** The data follows **
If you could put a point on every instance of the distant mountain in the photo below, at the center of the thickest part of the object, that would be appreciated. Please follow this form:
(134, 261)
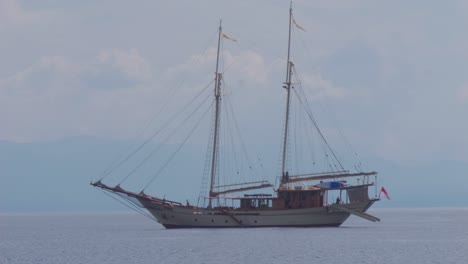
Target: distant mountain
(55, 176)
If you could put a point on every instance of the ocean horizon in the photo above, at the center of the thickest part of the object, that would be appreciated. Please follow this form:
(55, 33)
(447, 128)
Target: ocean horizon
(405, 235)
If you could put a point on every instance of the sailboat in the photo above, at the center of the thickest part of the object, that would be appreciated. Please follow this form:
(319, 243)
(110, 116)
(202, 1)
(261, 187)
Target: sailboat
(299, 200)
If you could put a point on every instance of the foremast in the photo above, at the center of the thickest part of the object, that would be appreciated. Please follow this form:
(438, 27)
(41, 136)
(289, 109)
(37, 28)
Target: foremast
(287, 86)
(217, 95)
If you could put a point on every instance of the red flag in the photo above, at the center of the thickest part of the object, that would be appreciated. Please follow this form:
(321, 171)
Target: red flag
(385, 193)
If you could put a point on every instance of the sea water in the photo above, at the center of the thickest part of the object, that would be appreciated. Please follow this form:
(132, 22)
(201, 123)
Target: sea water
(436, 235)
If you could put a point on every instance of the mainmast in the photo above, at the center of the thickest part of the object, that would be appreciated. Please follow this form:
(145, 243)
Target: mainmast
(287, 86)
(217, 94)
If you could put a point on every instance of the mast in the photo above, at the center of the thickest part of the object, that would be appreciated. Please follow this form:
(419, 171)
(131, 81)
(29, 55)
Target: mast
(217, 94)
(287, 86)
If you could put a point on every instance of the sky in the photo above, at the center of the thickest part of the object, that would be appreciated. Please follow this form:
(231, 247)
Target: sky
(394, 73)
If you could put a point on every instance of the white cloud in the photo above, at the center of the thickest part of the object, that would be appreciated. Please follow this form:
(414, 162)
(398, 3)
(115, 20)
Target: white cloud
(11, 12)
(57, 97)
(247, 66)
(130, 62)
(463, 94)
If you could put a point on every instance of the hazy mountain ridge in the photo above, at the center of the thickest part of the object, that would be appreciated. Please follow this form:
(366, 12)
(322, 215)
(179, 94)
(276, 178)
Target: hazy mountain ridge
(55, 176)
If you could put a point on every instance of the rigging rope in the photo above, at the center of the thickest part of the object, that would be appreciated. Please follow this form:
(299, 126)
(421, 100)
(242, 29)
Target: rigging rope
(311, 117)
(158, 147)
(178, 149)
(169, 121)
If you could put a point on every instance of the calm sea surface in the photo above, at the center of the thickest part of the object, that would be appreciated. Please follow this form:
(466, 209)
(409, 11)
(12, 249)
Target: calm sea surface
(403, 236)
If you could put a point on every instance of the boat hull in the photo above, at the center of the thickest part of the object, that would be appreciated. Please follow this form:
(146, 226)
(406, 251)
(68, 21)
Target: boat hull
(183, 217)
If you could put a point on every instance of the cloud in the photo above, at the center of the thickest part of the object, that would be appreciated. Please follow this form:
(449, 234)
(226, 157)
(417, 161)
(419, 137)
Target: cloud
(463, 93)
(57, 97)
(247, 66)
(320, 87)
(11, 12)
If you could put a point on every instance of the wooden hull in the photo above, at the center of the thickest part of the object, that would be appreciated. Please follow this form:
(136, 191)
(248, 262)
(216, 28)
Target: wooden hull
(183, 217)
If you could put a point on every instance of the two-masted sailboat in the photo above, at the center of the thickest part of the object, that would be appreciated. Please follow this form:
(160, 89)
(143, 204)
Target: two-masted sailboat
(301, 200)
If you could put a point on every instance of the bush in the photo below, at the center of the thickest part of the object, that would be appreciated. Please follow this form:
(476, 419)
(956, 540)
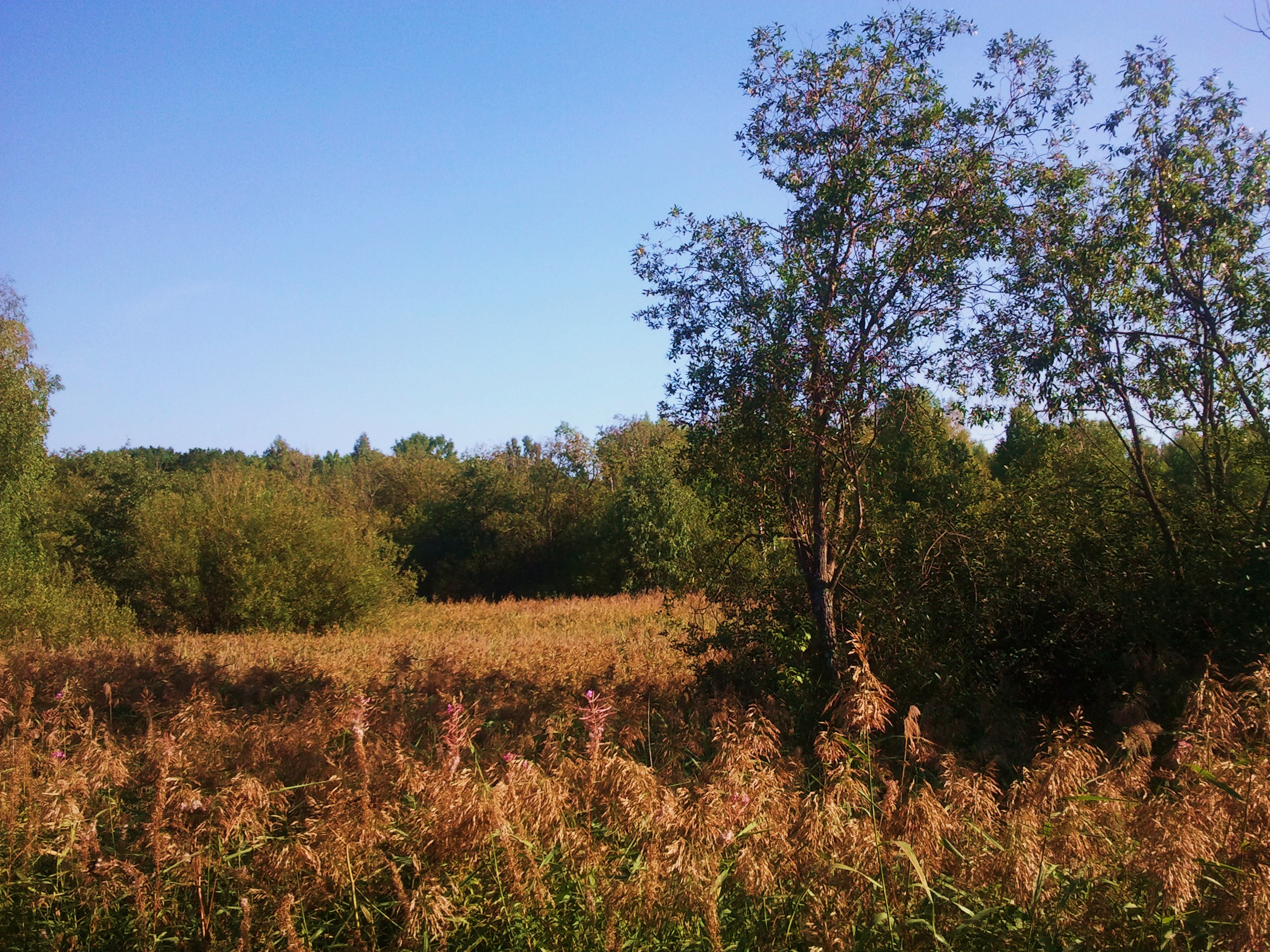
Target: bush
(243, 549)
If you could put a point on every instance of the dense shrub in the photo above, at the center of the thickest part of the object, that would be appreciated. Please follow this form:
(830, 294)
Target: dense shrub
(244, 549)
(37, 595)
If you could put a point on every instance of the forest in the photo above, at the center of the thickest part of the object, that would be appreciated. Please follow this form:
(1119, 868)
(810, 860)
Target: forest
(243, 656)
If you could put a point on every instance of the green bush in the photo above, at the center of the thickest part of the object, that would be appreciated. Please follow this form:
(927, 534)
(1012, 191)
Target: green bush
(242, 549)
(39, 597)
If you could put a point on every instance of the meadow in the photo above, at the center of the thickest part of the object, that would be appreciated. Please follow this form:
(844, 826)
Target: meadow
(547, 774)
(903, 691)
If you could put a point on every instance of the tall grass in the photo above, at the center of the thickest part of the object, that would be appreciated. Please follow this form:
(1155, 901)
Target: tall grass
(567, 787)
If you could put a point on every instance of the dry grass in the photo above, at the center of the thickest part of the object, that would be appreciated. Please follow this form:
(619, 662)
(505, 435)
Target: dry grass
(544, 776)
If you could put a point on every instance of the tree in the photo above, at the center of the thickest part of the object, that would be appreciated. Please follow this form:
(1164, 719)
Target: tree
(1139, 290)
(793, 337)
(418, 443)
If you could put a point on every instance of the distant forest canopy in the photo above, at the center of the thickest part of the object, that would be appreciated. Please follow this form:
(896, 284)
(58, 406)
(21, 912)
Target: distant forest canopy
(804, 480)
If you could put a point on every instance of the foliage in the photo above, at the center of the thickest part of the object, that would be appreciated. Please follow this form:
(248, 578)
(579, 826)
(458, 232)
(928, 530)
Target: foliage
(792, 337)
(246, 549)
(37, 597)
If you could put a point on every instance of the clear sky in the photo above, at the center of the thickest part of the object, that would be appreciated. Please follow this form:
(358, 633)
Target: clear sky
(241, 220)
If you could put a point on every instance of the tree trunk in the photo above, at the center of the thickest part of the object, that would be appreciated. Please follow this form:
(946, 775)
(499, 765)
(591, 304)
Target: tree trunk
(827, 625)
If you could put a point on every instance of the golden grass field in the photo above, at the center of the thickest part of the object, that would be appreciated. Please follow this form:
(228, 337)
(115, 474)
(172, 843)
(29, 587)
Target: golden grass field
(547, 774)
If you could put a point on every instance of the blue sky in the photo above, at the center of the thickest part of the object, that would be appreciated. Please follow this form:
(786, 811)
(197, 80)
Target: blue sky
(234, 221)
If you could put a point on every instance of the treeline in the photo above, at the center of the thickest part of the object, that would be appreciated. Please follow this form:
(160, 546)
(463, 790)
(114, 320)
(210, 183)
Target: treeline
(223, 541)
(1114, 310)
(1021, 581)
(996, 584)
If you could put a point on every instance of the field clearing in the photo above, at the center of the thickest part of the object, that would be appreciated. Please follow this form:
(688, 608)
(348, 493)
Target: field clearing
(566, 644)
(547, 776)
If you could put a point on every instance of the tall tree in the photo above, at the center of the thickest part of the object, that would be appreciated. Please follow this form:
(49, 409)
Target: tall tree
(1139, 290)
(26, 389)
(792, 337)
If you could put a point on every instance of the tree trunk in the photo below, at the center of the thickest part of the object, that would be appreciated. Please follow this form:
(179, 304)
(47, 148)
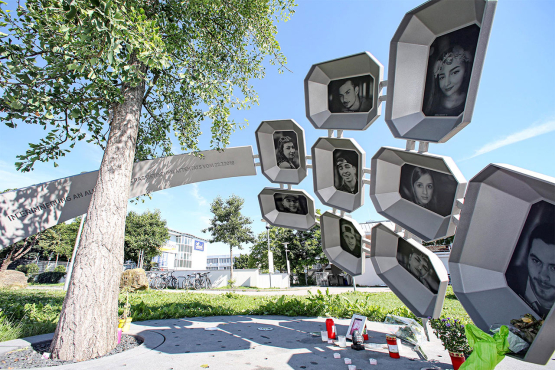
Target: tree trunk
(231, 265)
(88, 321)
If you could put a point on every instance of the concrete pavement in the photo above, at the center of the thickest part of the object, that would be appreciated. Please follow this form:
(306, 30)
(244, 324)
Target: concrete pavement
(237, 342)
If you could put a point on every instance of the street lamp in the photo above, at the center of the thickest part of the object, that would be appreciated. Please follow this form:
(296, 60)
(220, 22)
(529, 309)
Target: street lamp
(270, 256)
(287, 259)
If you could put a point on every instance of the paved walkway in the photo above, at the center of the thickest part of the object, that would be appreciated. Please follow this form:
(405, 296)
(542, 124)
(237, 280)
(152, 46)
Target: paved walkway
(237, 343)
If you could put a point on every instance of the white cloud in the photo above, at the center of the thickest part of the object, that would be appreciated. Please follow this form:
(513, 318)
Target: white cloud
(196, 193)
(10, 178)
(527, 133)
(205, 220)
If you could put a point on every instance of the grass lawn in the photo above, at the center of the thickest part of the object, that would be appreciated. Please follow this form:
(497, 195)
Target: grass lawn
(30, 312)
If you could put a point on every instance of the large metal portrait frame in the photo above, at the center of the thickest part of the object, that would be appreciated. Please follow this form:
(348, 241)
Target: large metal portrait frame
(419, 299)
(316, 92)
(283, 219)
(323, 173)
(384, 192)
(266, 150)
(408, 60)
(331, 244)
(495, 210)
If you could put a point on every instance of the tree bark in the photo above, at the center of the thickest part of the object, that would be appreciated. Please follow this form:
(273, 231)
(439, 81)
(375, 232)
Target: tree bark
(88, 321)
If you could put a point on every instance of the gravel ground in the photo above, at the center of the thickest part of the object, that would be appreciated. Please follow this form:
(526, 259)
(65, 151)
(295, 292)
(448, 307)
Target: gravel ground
** End of The data **
**Your assignment**
Where a line of the records has the string "ground", return that line.

**Solved exercise**
If you could put a point on every instance of the gravel ground in the photo above, at the center of the thickest part of the object, that would be appreciated. Please follow this form:
Target: gravel ground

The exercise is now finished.